▶ **AIM OF THE EXERCISE**:
Reproduce the lines in the records below, unchanged, from the line with "the brown hair." to the line with "x=842 y=154", including both of those lines.

▶ **ENTRIES PROVIDED**:
____

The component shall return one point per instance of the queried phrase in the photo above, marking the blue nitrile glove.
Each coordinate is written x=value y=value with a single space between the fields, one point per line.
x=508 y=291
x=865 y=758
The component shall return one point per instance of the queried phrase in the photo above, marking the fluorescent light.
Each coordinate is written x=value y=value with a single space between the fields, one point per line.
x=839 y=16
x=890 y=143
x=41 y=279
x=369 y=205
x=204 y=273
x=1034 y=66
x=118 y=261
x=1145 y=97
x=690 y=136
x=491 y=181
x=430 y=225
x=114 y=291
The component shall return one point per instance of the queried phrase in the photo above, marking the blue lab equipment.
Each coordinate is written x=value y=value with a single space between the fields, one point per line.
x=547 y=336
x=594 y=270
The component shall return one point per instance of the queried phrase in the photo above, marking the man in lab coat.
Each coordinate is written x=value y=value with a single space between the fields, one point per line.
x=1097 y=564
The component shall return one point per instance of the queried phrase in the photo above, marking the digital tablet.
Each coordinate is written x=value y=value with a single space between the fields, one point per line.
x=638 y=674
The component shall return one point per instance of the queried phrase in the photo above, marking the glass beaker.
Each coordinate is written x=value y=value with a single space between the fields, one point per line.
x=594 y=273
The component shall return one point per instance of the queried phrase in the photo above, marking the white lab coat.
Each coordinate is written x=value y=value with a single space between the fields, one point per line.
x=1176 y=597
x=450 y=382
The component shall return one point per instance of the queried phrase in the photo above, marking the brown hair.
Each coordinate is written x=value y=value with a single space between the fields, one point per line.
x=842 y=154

____

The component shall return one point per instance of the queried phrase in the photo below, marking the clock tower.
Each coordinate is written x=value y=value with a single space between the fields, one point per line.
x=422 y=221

____

▶ **OUTPUT BELOW**:
The component shall return one point per instance of the queried phrase in the photo above, marking the brown hair.
Each coordinate is written x=value y=value with a single space between the fields, one point per line.
x=842 y=154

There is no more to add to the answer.